- **Task directions**
Can you repeat every one of the entries below word for word, leaving out the pictures?

Source data
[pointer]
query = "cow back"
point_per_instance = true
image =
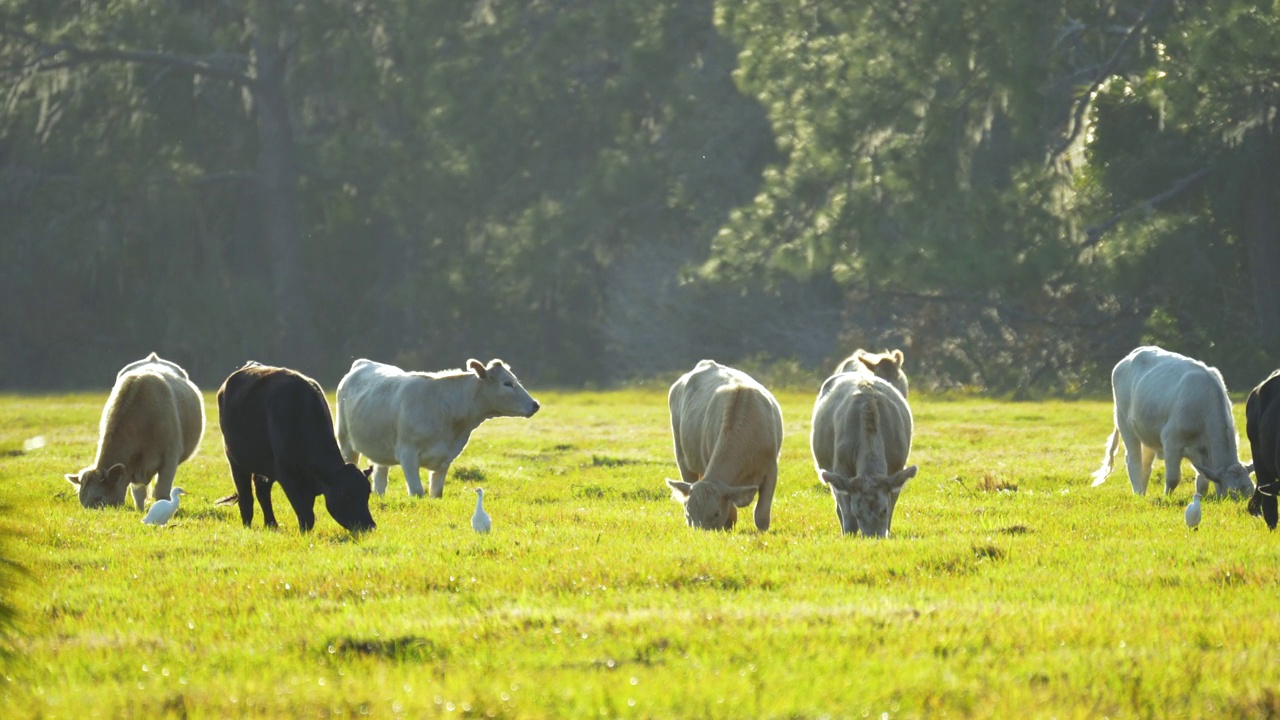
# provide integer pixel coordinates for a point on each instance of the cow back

- **Solution to this problem**
[pointer]
query = "cow back"
point_per_instance = true
image =
# provide integer pixel coordinates for a point on each instance of the cow back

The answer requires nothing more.